## Begin

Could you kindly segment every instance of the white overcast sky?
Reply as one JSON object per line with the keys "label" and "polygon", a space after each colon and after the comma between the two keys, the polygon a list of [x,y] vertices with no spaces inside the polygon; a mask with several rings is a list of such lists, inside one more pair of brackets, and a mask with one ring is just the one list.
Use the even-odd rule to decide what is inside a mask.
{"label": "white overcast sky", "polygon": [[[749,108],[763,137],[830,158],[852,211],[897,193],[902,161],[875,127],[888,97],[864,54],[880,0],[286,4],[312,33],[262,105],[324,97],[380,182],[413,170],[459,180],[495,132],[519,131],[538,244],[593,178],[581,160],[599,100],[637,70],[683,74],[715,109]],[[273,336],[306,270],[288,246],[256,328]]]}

## End
## Begin

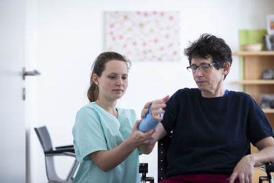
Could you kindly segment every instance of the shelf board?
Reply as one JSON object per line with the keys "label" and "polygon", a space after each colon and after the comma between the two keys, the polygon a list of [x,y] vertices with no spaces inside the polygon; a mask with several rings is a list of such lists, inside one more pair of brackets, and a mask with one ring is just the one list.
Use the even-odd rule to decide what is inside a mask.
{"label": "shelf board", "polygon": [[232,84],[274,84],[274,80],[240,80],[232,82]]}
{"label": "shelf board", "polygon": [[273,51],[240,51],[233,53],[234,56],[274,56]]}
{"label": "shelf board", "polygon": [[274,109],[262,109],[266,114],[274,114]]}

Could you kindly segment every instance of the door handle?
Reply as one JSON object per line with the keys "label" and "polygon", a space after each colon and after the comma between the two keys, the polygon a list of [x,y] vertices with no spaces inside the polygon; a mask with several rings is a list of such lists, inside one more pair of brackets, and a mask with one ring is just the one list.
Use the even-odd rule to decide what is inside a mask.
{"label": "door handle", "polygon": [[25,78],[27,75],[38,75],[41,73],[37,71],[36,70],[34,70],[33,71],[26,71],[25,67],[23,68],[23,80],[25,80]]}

## End
## Begin

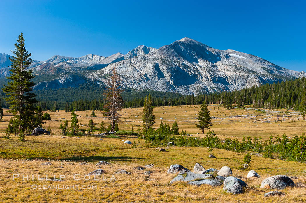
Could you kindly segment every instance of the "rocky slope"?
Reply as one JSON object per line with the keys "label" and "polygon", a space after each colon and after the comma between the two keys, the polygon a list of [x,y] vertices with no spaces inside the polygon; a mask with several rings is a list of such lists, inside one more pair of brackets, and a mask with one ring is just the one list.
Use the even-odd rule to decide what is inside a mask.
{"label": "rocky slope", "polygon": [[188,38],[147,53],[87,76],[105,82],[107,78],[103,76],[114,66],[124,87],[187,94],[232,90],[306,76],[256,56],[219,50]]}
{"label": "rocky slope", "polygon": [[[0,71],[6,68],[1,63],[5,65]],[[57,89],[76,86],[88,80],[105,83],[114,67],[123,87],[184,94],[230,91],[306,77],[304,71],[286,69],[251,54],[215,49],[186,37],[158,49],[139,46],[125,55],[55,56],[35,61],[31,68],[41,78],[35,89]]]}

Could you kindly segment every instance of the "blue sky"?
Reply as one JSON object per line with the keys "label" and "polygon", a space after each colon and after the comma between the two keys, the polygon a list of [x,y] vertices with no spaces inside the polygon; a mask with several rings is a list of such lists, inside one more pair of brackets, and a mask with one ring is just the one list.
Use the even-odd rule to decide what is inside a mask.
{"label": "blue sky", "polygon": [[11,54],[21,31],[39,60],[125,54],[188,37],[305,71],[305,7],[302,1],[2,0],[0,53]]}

## End

▶ [TASK TO COMPLETE] How many lines of the material above contain the word "segment"? Reply with the number alone.

▶ [THE OUTPUT] 5